TASK OBJECTIVE :: Below is a set of records; restate each one word for word.

Records excerpted from a collection
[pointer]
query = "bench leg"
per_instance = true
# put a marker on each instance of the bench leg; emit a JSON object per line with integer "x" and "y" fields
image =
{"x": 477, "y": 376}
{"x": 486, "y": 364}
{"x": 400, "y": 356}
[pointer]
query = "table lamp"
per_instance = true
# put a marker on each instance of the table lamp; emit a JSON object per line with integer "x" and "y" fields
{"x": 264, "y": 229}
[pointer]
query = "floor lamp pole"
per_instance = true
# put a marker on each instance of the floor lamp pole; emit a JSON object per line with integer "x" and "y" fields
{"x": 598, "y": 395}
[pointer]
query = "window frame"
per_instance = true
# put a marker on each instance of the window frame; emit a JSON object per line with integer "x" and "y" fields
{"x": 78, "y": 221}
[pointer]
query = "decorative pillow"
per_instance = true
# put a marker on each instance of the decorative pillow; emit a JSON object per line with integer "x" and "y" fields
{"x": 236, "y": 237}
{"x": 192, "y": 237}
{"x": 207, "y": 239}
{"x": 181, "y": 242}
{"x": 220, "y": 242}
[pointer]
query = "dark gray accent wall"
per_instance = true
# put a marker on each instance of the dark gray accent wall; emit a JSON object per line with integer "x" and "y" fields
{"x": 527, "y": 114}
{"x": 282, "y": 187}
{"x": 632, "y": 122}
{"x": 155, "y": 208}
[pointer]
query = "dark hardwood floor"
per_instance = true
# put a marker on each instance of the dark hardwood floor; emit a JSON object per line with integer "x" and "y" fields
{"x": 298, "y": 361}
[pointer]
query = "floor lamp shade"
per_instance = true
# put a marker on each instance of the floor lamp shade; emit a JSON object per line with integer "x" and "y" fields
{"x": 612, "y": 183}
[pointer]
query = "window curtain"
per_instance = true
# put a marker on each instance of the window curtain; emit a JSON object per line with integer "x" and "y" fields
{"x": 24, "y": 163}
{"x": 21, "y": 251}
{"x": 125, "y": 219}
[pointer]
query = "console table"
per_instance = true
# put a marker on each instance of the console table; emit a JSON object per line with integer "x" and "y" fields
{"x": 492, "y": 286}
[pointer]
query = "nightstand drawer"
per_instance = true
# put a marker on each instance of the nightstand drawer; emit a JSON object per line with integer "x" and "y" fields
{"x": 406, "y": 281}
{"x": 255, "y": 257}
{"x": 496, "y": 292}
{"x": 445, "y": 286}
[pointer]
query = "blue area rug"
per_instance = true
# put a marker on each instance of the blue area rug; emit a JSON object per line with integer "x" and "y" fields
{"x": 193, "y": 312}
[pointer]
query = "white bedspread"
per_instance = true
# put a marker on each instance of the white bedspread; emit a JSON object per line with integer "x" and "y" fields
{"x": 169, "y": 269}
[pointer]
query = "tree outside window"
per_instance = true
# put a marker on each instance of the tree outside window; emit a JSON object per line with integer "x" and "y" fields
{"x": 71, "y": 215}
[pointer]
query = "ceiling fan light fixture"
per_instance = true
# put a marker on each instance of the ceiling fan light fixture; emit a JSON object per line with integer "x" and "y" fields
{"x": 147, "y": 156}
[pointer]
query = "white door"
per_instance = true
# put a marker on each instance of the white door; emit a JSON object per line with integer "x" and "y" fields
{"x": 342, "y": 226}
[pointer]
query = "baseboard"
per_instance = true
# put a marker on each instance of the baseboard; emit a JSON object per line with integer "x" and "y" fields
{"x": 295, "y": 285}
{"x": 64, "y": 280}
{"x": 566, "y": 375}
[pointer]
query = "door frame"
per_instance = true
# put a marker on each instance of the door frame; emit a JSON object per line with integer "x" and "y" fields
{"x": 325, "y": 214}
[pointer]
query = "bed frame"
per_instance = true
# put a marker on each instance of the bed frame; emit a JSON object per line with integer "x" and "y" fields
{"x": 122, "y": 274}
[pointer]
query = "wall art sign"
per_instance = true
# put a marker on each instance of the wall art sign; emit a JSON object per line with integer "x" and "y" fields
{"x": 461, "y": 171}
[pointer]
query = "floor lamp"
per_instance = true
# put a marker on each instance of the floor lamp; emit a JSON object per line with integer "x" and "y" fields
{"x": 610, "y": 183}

EXERCISE ANSWER ::
[pointer]
query = "bench leg"
per_instance = true
# put a marker on each instance of the bench leg; emit a JSON object per line with integer "x" and "y" fields
image =
{"x": 477, "y": 376}
{"x": 486, "y": 364}
{"x": 400, "y": 356}
[pointer]
query = "table lamp"
per_instance = true
# put a marker on each instance of the table lamp; emit a JSON object per line with integer "x" and "y" fields
{"x": 264, "y": 229}
[pointer]
query = "floor lamp pole"
per_instance = true
# put a marker on each instance of the floor lamp pole; emit a JSON object per line with integer "x" and "y" fields
{"x": 598, "y": 395}
[pointer]
query = "window frame"
per_instance = true
# put a marker on each instance of the window frame; emit a JSON object per line with integer "x" and "y" fields
{"x": 78, "y": 221}
[pointer]
query = "decorative pillow"
per_instance = true
# put a marker on each instance of the decorative pillow; emit a JSON object per line with integer "x" and "y" fields
{"x": 236, "y": 237}
{"x": 192, "y": 237}
{"x": 207, "y": 239}
{"x": 181, "y": 242}
{"x": 220, "y": 242}
[pointer]
query = "dark gray accent wall"
per_instance = true
# put a marker on each instance of the dark gray accent wall; emit a JSON object per line with integer "x" and "y" fields
{"x": 527, "y": 114}
{"x": 282, "y": 187}
{"x": 632, "y": 122}
{"x": 155, "y": 208}
[pointer]
query = "dark hardwood floor"
per_instance = true
# put a marker on each instance of the dark hardwood floor; emit a JSON object per line with integer "x" and "y" fields
{"x": 298, "y": 361}
[pointer]
query = "floor lamp shade"
per_instance = true
# put a marker on each instance of the floor lamp shade; emit a JSON object per line with integer "x" and "y" fields
{"x": 612, "y": 183}
[pointer]
query = "window curtain"
per_instance = true
# put a marker on each instance of the window curtain; emit a JSON object per line with integer "x" and "y" fields
{"x": 24, "y": 163}
{"x": 21, "y": 251}
{"x": 125, "y": 219}
[pointer]
query = "console table"
per_instance = true
# put a marker on each instance of the console table; emit a JSON object per line with integer "x" and "y" fields
{"x": 492, "y": 286}
[pointer]
query = "nightstand drawer"
per_instance = true
# put a marker on each instance of the nightstand drawer; emit a JSON object per line with integer "x" and "y" fields
{"x": 406, "y": 281}
{"x": 255, "y": 257}
{"x": 496, "y": 292}
{"x": 445, "y": 286}
[pointer]
query = "blue area rug"
per_instance = true
# put a marker on each instance of the blue area rug; emit a JSON object per line with integer "x" and "y" fields
{"x": 193, "y": 312}
[pointer]
query = "white bedspread"
per_instance = true
# put a marker on each instance of the white bedspread; emit a JSON object per line with integer "x" and "y" fields
{"x": 169, "y": 269}
[pointer]
query = "tree outside window"
per_instance = true
# put a marker on each instance of the tree outside window; emit a JSON object per line with integer "x" and "y" fields
{"x": 71, "y": 215}
[pointer]
query = "ceiling fan light fixture"
per_instance = true
# put a marker on each instance of the ceiling fan light fixture; emit a JSON object per line with integer "x" and "y" fields
{"x": 147, "y": 156}
[pointer]
query = "white door"
per_instance = true
# put a marker on each instance of the white door; emit a JSON object per line with integer "x" and "y" fields
{"x": 342, "y": 226}
[pointer]
query = "baseboard"
per_instance = true
# put a marker on each instance of the baseboard; emit a JSON object per line with integer "x" and "y" fields
{"x": 295, "y": 285}
{"x": 64, "y": 280}
{"x": 566, "y": 375}
[pointer]
query = "door frame"
per_instance = true
# put a marker on each instance of the door frame; emit a JSON object per line with integer "x" and "y" fields
{"x": 325, "y": 214}
[pointer]
query = "bed frame"
per_instance = true
# put a marker on each instance of the bed frame; emit a JSON object per line with integer "x" and "y" fields
{"x": 122, "y": 274}
[pointer]
query = "wall art sign"
per_instance = true
# put a marker on each instance of the wall art sign; emit a JSON object per line with integer "x" and "y" fields
{"x": 461, "y": 171}
[pointer]
query = "floor lamp"
per_instance = true
# put a marker on each instance of the floor lamp; emit a JSON object per line with integer "x" and "y" fields
{"x": 610, "y": 183}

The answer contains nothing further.